> **DOCUMENT PASSAGE**
====================
- Genre: Sitcom
- Created by: Cristela Alonzo; Kevin Hench;
- Starring: Cristela Alonzo; Maria Canals-Barrera; Carlos Ponce; Terri Hoyos; Andrew Leeds; Sam McMurray; Justine Lupe; Isabella Day; Jacob Guenther;
- Theme music composer: Dave Thomas Jr.
- Composer: John Swihart
- Country of origin: United States
- Original language: English
- No. of seasons: 1
- No. of episodes: 22

Production
- Executive producers: Cristela Alonzo; Kevin Hench; Becky Clements; Marty Adelstein; Shawn Levy;
- Camera setup: Film; Multi-camera
- Running time: 21–22 minutes
- Production companies: 21 Laps-Adelstein Productions; Hench in the Trench Productions; 20th Century Fox Television;

Original release
- Network: ABC
- Release: October 10, 2014 – April 17, 2015

= Cristela =

American sitcom

Cristela is an American multi-camera sitcom television series that aired from October 10, 2014, until April 17, 2015, on ABC. The series was created by stand-up comedian Cristela Alonzo, who also starred in and wrote for the series and served as an executive producer with co-creator Kevin Hench, Becky Clements, Marty Adelstein, and Shawn Levy for 20th Century Fox Television. This made her the first Latina to create, produce, write, and star in her own primetime comedy.
The series was canceled by ABC on May 7, 2015.
====================
(Detection annotation listing)

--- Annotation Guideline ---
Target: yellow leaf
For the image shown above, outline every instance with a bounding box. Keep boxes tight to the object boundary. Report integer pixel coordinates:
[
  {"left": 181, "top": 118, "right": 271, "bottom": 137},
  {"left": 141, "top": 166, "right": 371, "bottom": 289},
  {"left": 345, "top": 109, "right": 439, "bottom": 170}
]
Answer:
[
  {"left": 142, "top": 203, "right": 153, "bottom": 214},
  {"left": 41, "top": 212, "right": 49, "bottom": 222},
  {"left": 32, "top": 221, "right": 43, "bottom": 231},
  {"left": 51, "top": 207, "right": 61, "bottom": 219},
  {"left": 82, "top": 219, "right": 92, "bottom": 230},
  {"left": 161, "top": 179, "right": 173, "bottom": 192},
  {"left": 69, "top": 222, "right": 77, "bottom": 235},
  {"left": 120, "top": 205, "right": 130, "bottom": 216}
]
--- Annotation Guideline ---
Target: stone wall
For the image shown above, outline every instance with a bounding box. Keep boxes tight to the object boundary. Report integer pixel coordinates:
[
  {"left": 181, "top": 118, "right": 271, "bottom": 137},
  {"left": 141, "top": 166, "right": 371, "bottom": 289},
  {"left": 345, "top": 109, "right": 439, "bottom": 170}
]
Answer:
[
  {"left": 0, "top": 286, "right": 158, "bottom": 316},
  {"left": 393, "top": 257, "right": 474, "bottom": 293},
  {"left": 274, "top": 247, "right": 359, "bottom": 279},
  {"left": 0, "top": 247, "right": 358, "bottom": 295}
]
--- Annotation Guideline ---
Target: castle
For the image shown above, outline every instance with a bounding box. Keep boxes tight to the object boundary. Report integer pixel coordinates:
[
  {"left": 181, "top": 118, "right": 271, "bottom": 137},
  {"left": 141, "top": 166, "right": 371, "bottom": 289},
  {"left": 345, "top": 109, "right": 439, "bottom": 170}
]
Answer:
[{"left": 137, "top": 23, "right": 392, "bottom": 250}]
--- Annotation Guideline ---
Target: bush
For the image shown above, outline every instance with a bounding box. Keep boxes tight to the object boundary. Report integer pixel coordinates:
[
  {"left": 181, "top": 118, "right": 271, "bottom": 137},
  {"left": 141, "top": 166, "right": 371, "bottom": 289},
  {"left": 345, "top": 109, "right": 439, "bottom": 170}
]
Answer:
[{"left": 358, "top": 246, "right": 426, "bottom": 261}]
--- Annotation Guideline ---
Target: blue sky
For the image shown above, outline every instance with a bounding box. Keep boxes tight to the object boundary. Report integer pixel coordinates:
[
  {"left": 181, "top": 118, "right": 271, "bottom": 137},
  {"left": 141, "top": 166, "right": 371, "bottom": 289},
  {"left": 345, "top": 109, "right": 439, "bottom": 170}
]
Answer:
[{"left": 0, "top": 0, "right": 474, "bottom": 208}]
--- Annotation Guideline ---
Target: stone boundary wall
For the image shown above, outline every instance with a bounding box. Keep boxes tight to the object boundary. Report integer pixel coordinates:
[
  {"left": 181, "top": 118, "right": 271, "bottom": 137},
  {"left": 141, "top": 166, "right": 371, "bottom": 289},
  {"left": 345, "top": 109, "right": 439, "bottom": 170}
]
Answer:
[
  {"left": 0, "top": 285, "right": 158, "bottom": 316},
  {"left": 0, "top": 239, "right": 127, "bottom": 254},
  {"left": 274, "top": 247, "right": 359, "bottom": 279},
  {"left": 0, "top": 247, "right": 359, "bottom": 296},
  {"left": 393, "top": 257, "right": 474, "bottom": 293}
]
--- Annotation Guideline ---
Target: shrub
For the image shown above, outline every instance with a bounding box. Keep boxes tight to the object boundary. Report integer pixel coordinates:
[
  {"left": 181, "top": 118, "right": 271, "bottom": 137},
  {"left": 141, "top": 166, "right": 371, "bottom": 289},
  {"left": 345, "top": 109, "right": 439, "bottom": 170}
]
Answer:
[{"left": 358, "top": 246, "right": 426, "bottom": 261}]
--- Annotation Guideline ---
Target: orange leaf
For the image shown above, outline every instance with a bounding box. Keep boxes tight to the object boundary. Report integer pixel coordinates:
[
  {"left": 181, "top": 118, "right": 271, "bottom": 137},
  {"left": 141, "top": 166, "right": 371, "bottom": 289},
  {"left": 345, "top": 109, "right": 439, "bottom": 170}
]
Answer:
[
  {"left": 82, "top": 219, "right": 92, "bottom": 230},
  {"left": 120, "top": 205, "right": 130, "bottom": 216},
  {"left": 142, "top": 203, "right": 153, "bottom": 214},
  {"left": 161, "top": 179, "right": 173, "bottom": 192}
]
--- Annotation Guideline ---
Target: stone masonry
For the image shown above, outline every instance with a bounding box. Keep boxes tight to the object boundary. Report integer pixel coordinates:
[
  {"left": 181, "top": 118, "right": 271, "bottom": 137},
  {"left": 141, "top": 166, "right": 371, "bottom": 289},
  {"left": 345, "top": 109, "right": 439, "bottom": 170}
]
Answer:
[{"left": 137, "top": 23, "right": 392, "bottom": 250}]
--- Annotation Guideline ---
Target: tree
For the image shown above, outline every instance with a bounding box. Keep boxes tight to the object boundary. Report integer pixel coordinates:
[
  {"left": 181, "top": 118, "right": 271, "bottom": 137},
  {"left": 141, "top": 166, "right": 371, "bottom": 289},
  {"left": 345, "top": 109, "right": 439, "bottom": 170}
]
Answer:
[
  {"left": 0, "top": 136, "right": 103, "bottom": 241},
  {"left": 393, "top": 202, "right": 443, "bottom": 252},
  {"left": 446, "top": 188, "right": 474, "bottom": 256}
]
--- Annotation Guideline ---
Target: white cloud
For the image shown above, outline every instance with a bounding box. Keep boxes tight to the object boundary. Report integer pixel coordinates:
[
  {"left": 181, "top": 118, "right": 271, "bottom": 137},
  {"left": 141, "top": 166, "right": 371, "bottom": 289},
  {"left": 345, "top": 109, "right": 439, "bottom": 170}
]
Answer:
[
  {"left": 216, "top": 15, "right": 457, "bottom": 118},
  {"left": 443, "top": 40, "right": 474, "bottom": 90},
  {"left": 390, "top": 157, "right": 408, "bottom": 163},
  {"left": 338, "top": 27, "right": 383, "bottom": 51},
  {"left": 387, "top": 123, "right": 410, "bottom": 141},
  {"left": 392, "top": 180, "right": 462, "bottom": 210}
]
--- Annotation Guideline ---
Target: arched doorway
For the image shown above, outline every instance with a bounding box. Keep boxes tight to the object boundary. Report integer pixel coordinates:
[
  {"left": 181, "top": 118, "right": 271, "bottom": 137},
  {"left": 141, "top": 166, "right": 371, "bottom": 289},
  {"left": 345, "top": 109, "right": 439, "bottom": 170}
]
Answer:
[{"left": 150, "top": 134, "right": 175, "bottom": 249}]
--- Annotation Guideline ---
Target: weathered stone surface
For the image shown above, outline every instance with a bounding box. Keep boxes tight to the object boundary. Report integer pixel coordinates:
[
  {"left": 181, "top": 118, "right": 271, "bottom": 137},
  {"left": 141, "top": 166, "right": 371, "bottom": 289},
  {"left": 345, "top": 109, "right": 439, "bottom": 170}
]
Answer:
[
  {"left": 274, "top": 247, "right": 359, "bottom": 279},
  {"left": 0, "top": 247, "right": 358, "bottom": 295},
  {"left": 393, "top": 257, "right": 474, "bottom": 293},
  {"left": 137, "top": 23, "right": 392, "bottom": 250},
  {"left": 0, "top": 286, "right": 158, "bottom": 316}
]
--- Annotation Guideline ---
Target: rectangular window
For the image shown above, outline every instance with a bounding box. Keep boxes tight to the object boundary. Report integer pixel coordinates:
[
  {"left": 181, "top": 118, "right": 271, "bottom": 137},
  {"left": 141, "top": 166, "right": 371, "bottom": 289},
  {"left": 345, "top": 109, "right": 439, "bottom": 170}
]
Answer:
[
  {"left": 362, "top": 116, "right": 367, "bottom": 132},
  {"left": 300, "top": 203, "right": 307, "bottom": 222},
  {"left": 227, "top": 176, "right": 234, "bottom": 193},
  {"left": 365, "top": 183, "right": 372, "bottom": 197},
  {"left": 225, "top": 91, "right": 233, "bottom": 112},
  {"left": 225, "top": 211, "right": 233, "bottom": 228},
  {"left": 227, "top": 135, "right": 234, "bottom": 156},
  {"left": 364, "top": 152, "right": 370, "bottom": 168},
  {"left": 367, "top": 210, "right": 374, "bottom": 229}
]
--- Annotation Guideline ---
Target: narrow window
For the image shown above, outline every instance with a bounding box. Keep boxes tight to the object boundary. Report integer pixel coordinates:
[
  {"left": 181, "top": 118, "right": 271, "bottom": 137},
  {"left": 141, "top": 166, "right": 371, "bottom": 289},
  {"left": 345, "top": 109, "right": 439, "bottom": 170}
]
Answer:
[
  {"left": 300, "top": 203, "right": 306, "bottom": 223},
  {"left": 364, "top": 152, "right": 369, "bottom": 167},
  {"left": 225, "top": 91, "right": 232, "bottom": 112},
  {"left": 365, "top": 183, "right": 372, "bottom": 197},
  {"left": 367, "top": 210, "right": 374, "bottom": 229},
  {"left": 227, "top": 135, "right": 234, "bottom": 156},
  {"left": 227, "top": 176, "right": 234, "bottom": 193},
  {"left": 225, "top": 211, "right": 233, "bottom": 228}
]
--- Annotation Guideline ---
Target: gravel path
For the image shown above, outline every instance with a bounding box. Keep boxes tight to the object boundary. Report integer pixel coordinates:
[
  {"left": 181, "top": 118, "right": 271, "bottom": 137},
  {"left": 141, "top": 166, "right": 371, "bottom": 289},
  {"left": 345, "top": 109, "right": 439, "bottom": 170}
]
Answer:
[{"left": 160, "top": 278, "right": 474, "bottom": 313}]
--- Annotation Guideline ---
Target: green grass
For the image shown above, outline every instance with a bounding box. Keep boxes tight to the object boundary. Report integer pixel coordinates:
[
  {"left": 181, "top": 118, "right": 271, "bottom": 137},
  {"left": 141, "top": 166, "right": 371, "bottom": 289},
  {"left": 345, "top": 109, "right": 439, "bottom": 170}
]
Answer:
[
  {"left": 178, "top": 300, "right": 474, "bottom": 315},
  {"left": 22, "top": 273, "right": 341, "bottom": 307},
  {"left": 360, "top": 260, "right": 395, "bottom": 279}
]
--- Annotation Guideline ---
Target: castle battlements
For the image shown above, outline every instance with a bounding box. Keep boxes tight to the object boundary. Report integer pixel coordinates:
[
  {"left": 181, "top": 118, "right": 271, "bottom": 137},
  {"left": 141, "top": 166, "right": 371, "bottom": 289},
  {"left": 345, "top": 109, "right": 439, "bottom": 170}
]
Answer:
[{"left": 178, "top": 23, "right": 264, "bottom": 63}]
====================
> **TO-DO LIST**
1: Answer these questions from the passage on the sitcom Cristela:
(a) Who composed the theme music?
(b) How many episodes did the series have?
(c) On what date did ABC cancel the series?
2: Locate every line of the listing that contains the string "castle", and copy each one out.

> **EXPECTED RESULTS**
1:
(a) Dave Thomas Jr.
(b) 22
(c) May 7, 2015

2:
Target: castle
Target: castle battlements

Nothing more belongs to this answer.